--- Start of Excerpt provided ---
= Rural housing =

Provision of housing in rural areas is considered a social crisis in the United States. The rural housing crisis may seem insignificant at first glance, but upon deeper digging, one will find that the issue is actually affecting millions living in rural areas. The rural housing crisis, or insecurity, manifests in multiple ways, including increased costs, the rural income not keeping up with the increased costs, substandard housing, overcrowding, and environmental crises, all of which affect rural populations tremendously.

==Rural housing in the United Kingdom==
The lack of affordable housing is one of the most critical issues facing rural communities in the UK. This results in people have to move away to find affordable housing, which means that families are separated by distance and are less able to support each other by providing childcare or to do shopping for elderly relatives. Moreover, local services such as schools and shops become increasingly difficult to maintain due to lack of demand, while rural enterprises cannot recruit sufficient workers who live locally. An integrated approach is needed to sustain rural communities.

==Rural housing in the United States==

Introduction

To look first at the statistics, in terms of increased costs, it was found that 42% of all rural renters are cost-burdened, meaning they pay more than 30% of their income for housing, and that 21% of all rural renters pay more than 50% of their income for housing (Johnston 2018). In terms of the income not keeping up, it was reported by the White House’s Council of Economic Advisors that rent increased by 31.2% from 2000 to 2023 in rural areas, but the median real income of rural renting households only increased by 5.5%2 (The White House 2025). In terms of substandard housing, indoor plumbing was found to be unavailable to 4% of all rural housing. In terms of overcrowding, of the 4% that lack indoor plumbing, 10% have more than one occupant per room (Johnstone 2018). Finally, in terms of the environmental crises, researchers are seeing clear links between natural disasters (such as wildfires, tornados, and hurricanes across the United States, which are being exacerbated by global warming and rising sea levels) and affordable housing for rural communities (Antin 2024) (U.S. Climate Resilience Toolkit 2020). Housing has also been recognized as a strong social determinant of health, so having a crisis presents a real issue to the development of children in rural areas and the progression of healthy adults (Tickamyer 2017).
--- End of Excerpt provided ---
Set task 1:
Decide whether each statement agrees with the passage on rural housing, answering yes or no and quoting the words of the passage that decide it. (a) The passage says that 42% of all rural renters are cost-burdened. (b) The passage says that indoor plumbing is unavailable to 10% of all rural housing. (c) The passage states that in the UK, rural enterprises cannot recruit sufficient workers who live locally.
Set task 2:
From the rows below, select every line that contains the string "cluster", and copy each one.
--- Start of Records for the task ---
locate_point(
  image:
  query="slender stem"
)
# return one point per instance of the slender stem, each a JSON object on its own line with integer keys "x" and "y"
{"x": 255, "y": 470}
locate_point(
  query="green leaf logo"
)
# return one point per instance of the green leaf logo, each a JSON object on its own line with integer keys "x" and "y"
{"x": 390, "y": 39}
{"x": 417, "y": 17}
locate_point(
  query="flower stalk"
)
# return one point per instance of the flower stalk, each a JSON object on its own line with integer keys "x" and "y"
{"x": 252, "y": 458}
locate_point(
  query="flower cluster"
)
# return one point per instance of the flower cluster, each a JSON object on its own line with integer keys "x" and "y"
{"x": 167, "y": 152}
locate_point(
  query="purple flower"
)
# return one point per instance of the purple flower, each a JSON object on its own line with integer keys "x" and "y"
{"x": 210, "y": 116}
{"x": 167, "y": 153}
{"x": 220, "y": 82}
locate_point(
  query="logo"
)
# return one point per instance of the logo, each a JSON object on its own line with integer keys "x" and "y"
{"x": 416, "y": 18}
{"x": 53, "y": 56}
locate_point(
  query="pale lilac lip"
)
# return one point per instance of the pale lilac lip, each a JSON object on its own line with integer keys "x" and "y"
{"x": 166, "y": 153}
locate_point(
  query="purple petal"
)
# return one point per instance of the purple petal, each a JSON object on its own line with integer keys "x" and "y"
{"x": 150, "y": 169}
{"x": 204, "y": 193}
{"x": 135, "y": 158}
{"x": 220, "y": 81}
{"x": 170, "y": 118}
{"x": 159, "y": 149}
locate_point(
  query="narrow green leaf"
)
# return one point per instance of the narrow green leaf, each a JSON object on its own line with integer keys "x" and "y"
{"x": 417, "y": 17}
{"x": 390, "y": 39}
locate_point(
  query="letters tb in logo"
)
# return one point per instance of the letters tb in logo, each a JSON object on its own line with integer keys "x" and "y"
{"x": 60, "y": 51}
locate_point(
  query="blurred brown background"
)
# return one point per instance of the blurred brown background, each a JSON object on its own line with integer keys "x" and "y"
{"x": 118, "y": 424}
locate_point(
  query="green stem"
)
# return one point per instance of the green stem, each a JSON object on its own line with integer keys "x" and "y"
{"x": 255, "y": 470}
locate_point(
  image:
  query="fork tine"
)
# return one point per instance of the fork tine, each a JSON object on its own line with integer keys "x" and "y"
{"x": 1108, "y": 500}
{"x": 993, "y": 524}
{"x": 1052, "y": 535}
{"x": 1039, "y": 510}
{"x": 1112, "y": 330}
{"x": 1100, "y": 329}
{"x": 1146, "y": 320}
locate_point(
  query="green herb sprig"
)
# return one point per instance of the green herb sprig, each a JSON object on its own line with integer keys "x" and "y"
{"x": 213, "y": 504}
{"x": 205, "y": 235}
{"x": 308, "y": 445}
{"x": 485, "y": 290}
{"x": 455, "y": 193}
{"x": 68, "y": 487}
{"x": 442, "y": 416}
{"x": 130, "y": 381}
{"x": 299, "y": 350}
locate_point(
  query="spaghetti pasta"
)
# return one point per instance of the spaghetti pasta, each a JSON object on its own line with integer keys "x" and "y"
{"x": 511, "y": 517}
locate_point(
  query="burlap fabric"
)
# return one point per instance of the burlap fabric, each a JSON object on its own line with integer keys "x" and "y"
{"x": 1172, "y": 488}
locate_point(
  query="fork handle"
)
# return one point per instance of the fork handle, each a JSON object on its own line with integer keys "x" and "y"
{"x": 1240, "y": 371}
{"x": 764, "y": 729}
--- End of Records for the task ---
Worked answer 1:
(a) Yes: "42% of all rural renters are cost-burdened"
(b) No: "indoor plumbing was found to be unavailable to 4% of all rural housing"
(c) Yes: "rural enterprises cannot recruit sufficient workers who live locally"

Worked answer 2:
  query="flower cluster"
# return one point per instance of the flower cluster, each a JSON object on its own line with integer keys "x" and "y"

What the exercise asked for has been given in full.